**Tarefa escrita 1**
Copie na íntegra, sem nenhuma alteração, o texto sobre as cláusulas de oferta obrigatória adotadas pela BR Malls, pela Gafisa e pela Ultrapar.

A mais nova adepta dessa versão é a empresa de administração de shopping centers BR Malls. A companhia quer adicionar ao seu estatuto social uma cláusula que obriga a realização de uma oferta pelo investidor que alcançar 20% do capital, pelo maior preço pago pelo papel nos últimos 12 meses. Com capital integralmente pulverizado, a empresa não conseguiu quórum para aprovar a medida na assembleia agendada para 1º de setembro e deve tentar novamente em uma segunda convocação.

 

Assim como a BR Malls, a Gafisa, cujas ações também estão totalmente dispersas na bolsa, adotou em junho regra semelhante, com gatilho para oferta em 30% e preço estabelecido em laudo com base no valor econômico.

 

De alguma maneira, ambas se parecem com o que a BM&FBovespa tentou, mas não conseguiu aprovar na reforma do Novo Mercado, quando pretendia padronizar para as que não tinham pílula uma regra que obrigaria oferta com gatilho de 30%, pelo maior preço pago pelo ofertante nos últimos 12 meses.

 

Por conta disso, Carlos Alberto Rebello, diretor de regulamentação da BM&FBovespa, explicou que essas pílulas são chamadas de "placebo". "Elas não têm veneno", disse ele, referindo-se aos elevados prêmios previstos para as ofertas da onda anterior das pílulas, adotadas no boom das aberturas de capital de 2007. "Essas mais novas não são barreiras instransponíveis para compra da empresa", acredita. Para o executivo, nas versões mais modernas, as pílulas democratizam o "ímpeto de compra".

 

A Ultrapar, que migrou para o Novo Mercado em agosto, chegou com a pílula placebo, com gatilho de 20%. Ao fazer a conversão de preferenciais para ordinárias, a controladora Ultra ficou com apenas 24% do capital.

**Tarefa escrita 2**
Reproduza todos os registros abaixo trocando "metal pole" por "street lamp" e mantendo todo o resto igual.

**Os dados**
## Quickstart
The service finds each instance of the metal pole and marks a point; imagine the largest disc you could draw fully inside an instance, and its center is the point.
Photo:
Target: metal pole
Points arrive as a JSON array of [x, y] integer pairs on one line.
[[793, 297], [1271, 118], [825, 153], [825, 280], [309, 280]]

**Resultado do exercício 1**
A mais nova adepta dessa versão é a empresa de administração de shopping centers BR Malls. A companhia quer adicionar ao seu estatuto social uma cláusula que obriga a realização de uma oferta pelo investidor que alcançar 20% do capital, pelo maior preço pago pelo papel nos últimos 12 meses. Com capital integralmente pulverizado, a empresa não conseguiu quórum para aprovar a medida na assembleia agendada para 1º de setembro e deve tentar novamente em uma segunda convocação.

 

Assim como a BR Malls, a Gafisa, cujas ações também estão totalmente dispersas na bolsa, adotou em junho regra semelhante, com gatilho para oferta em 30% e preço estabelecido em laudo com base no valor econômico.

 

De alguma maneira, ambas se parecem com o que a BM&FBovespa tentou, mas não conseguiu aprovar na reforma do Novo Mercado, quando pretendia padronizar para as que não tinham pílula uma regra que obrigaria oferta com gatilho de 30%, pelo maior preço pago pelo ofertante nos últimos 12 meses.

 

Por conta disso, Carlos Alberto Rebello, diretor de regulamentação da BM&FBovespa, explicou que essas pílulas são chamadas de "placebo". "Elas não têm veneno", disse ele, referindo-se aos elevados prêmios previstos para as ofertas da onda anterior das pílulas, adotadas no boom das aberturas de capital de 2007. "Essas mais novas não são barreiras instransponíveis para compra da empresa", acredita. Para o executivo, nas versões mais modernas, as pílulas democratizam o "ímpeto de compra".

 

A Ultrapar, que migrou para o Novo Mercado em agosto, chegou com a pílula placebo, com gatilho de 20%. Ao fazer a conversão de preferenciais para ordinárias, a controladora Ultra ficou com apenas 24% do capital.

**Resultado do exercício 2**
## Quickstart
The service finds each instance of the street lamp and marks a point; imagine the largest disc you could draw fully inside an instance, and its center is the point.
Photo:
Target: street lamp
Points arrive as a JSON array of [x, y] integer pairs on one line.
[[793, 297], [1271, 118], [825, 153], [825, 280], [309, 280]]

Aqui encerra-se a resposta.